Instrução 1> No texto sobre a promessa como procedimento artístico, quais são todas as coisas que, na frase de abertura, quem escreve promete reordenar?
Instrução 2> Segundo o texto sobre a promessa como procedimento artístico, por que comprar a primeira peça de roupa marrom foi um momento marcante? Responda em uma a três frases.
Instrução 3> Retome o texto sobre a promessa como procedimento artístico logo após a última frase apresentada.

Trecho da fonte>
+++

A promessa como procedimento artístico

Por Raylander Mártis dos Anjos*

— As palavras estão contra mim, mas prometi escrever até reordenar o léxico, a gramática, a linguagem, a cognição, a práxis. 

Gostaria de localizar quem me lê no procedimento da promessa, que está implicado em meu fazer artístico.

A primeira vez que me prometi foi em 2013, quando preparava para deixar a minha cidade natal e viver em Belo Horizonte: comprei a minha primeira peça de roupa marrom. Eu já tinha outras peças marrons ganhas, mas comprar a minha primeira peça de roupa foi um gesto de autonomia que nunca me esquecerei.

Prometi naquele ano começar a incorporar os marrons em meu uso diário, até a sua integral presença em minha vestimenta hoje em dia. Desde então compreendo isso como minha primeira promessa em arte. Não que eu já não fizesse qualquer coisa que era considerada arte no interior de Minas Gerais: lá desenhava, pintava e escrevia, mas nada disso fazia tanto sentido quanto prometer. 

Em uma situação que implicam limitações, a promessa virou a minha matéria de trabalho.

Prometer para mim mesma tornou-se parte essencial do que faço. Me acostumei com a ideia de que o meu trabalho surge da criação de promessas, muitas das quais impossíveis.

Prometer é sempre firmar algum pacto impossível com o futuro; prometer é romper com as estatísticas e as previsões. Geralmente, prometer em arte sempre retoma a maior promessa que um dia já fiz a mim mesma: continuar viva o quanto for possível viver.

+++

Informações extraídas>
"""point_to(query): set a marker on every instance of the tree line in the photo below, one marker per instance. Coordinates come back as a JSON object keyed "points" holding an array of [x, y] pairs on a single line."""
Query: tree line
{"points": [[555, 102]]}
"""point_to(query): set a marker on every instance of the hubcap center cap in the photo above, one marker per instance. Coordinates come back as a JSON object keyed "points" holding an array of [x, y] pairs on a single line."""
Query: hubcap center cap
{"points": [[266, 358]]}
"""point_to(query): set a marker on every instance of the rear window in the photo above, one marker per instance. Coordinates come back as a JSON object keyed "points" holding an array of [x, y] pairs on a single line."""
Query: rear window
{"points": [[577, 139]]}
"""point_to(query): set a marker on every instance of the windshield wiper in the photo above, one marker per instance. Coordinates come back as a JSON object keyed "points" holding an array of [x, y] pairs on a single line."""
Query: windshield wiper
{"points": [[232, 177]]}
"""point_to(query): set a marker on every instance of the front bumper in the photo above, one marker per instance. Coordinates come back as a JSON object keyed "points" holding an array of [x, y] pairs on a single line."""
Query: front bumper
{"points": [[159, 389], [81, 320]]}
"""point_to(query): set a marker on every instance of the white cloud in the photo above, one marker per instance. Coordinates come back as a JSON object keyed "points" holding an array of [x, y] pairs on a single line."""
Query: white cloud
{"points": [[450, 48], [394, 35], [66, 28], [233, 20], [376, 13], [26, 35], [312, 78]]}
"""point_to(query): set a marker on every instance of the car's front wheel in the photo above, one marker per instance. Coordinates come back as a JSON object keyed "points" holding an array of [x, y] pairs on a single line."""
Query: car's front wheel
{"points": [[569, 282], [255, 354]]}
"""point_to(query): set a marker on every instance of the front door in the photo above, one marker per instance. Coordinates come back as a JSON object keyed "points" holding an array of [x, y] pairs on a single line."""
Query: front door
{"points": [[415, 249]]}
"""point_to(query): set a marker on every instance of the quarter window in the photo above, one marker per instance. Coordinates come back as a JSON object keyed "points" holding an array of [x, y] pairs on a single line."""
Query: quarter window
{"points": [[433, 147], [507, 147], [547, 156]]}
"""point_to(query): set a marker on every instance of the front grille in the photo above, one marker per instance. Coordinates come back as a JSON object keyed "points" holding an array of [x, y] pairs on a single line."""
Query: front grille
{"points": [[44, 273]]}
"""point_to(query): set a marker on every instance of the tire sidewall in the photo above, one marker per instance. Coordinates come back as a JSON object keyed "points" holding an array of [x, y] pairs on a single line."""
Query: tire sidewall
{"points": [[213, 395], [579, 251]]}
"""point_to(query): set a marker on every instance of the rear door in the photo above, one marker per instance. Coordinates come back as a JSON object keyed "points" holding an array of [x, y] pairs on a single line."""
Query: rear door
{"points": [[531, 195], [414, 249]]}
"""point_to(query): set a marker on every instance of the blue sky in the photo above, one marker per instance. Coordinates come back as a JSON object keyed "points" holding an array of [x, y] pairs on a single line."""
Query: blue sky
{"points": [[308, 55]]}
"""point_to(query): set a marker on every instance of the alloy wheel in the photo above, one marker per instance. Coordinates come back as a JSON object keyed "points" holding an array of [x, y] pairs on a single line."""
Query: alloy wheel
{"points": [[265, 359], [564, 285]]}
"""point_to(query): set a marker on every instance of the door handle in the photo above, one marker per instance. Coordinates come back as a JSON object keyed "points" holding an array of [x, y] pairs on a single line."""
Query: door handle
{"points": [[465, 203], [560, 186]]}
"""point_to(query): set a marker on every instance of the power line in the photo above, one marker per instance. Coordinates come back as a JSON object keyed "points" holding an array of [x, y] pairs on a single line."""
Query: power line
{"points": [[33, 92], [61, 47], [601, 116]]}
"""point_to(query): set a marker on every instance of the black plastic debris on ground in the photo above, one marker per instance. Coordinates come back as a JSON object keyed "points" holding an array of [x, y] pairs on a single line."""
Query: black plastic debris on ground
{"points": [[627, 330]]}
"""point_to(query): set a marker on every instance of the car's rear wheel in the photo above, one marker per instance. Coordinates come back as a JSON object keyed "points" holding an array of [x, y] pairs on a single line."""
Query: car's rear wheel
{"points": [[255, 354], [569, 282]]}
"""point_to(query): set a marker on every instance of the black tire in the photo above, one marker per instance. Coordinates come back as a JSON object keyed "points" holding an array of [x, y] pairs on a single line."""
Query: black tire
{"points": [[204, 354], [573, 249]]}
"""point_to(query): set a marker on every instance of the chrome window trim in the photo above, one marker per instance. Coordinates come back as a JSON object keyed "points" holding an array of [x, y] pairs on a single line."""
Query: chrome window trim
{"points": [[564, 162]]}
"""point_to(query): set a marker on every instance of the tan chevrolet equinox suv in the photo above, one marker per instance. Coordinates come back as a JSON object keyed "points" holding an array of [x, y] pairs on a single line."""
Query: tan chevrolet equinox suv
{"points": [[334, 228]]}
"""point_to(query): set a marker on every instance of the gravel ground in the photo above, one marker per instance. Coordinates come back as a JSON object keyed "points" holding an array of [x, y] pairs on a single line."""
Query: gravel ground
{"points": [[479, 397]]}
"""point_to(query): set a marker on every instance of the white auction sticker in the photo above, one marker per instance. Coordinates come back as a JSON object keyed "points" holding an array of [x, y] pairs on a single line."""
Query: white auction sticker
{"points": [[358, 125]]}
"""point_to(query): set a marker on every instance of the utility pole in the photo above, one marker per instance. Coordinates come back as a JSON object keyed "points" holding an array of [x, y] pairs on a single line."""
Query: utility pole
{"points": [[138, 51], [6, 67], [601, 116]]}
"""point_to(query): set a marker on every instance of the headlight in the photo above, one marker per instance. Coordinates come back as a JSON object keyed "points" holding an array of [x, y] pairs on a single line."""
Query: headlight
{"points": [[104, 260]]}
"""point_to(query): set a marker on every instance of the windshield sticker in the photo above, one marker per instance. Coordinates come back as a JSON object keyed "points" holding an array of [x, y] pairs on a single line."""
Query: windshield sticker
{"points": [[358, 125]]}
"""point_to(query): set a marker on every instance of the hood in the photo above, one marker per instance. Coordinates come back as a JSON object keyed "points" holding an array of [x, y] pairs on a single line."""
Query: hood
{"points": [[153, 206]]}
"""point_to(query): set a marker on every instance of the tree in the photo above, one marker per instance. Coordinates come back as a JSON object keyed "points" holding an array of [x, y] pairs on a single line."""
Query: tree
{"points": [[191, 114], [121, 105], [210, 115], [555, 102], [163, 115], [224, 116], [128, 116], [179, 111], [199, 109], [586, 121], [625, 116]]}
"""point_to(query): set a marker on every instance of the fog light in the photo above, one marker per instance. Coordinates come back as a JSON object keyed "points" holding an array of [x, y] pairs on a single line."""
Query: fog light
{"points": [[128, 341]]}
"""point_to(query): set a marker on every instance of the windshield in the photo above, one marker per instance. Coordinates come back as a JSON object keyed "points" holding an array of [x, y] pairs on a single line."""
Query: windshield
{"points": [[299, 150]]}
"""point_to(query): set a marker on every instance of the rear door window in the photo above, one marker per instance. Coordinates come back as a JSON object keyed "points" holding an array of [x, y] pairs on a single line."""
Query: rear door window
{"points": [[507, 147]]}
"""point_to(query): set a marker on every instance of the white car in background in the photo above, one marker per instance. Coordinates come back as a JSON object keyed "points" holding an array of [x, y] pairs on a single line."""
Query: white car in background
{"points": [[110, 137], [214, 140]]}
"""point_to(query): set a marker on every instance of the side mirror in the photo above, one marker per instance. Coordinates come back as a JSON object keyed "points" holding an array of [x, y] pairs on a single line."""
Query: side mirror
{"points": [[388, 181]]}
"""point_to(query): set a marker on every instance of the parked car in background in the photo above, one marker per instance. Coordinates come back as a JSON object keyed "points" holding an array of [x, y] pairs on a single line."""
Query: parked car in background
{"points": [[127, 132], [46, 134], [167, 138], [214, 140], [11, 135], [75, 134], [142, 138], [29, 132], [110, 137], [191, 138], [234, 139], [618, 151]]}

+++

Resposta final 1> O léxico, a gramática, a linguagem, a cognição e a práxis.

Resposta final 2> Porque foi um gesto de autonomia que quem escreve afirma que nunca esquecerá. Já possuía outras peças marrons, mas eram peças ganhas, e aquela foi a primeira que comprou.

Resposta final 3>
Prometer circular fichas por 10 anos; prometer editar um livro; prometer realizar uma exposição. Prometer brincar por 10 carnavais consecutivos com o Bloco do Choro; prometer  organizar meses de um laboratório sobre o riso em um parque de São Paulo; prometer organizar  meses de um laboratório sobre o choro e as suas tensões de gênero; prometer visitar diariamente um museu durante dois meses a fim de compreender uma exposição; prometer visitar semanalmente um museu às terças-feiras por quatro meses consecutivos, para perseguir artistas; prometer fazer uma performance que duraria meses em deslocamento; prometer passar uma vida vestindo marrons. Prometer…

Não paro de prometer a mim mesma coisas que, para serem cumpridas, dependem que eu permaneça viva. Prometo estar viva aos 25 anos, aos 35 anos, aos 45 anos, aos 55 anos, aos 65 anos. Eu prometo, em forma de procedimento artístico, qualquer coisa impossível. Sou uma artista que promete fazer trabalhos que durem no tempo. Trabalhos de longa duração. Quando vi, já estava prometendo. Antes mesmo de me dar conta eu voltava no mesmo procedimento: prometer incansavelmente.

Para mim a promessa ganha mais sentido quando percebo que posso ser tirada daqui. Desde o dia em que corri para não ser morrida por um grupo de homens entendi que preciso continuar prometendo para mim mesma coisas impossíveis: viver mais 10, 20, 30, 40 anos. Os trabalhos, na verdade aquilo que chamo de trabalho, são desculpas bem elaboradas e complexas, inscritas numa tentativa de permanecer em movimento.

Por fim, faço um pedido: se, em algum momento, eu já não estiver entre as vivas que por aqui peregrinam, peguem todas as minhas roupas marrons, dobrem-nas com muito cuidado, acomodem-nas no chão, peça por peça, até formar um grande círculo no espaço. Um círculo impossível, assim como eu fui. Elas, as roupas, gritando silenciosamente no chão, serão o testemunho de que as vesti dias e noites, e por aqui passei. O meu último trabalho, o índice de que aqui estive e de que nestes trapos de mundo peregrinei me mantendo viva, até o dia em que fui viver em outros lugares.

— E se prometeram me fazer desaparecer, me farei durar o quando for possível:  prometo.

São Paulo, 30 de maio de 2020.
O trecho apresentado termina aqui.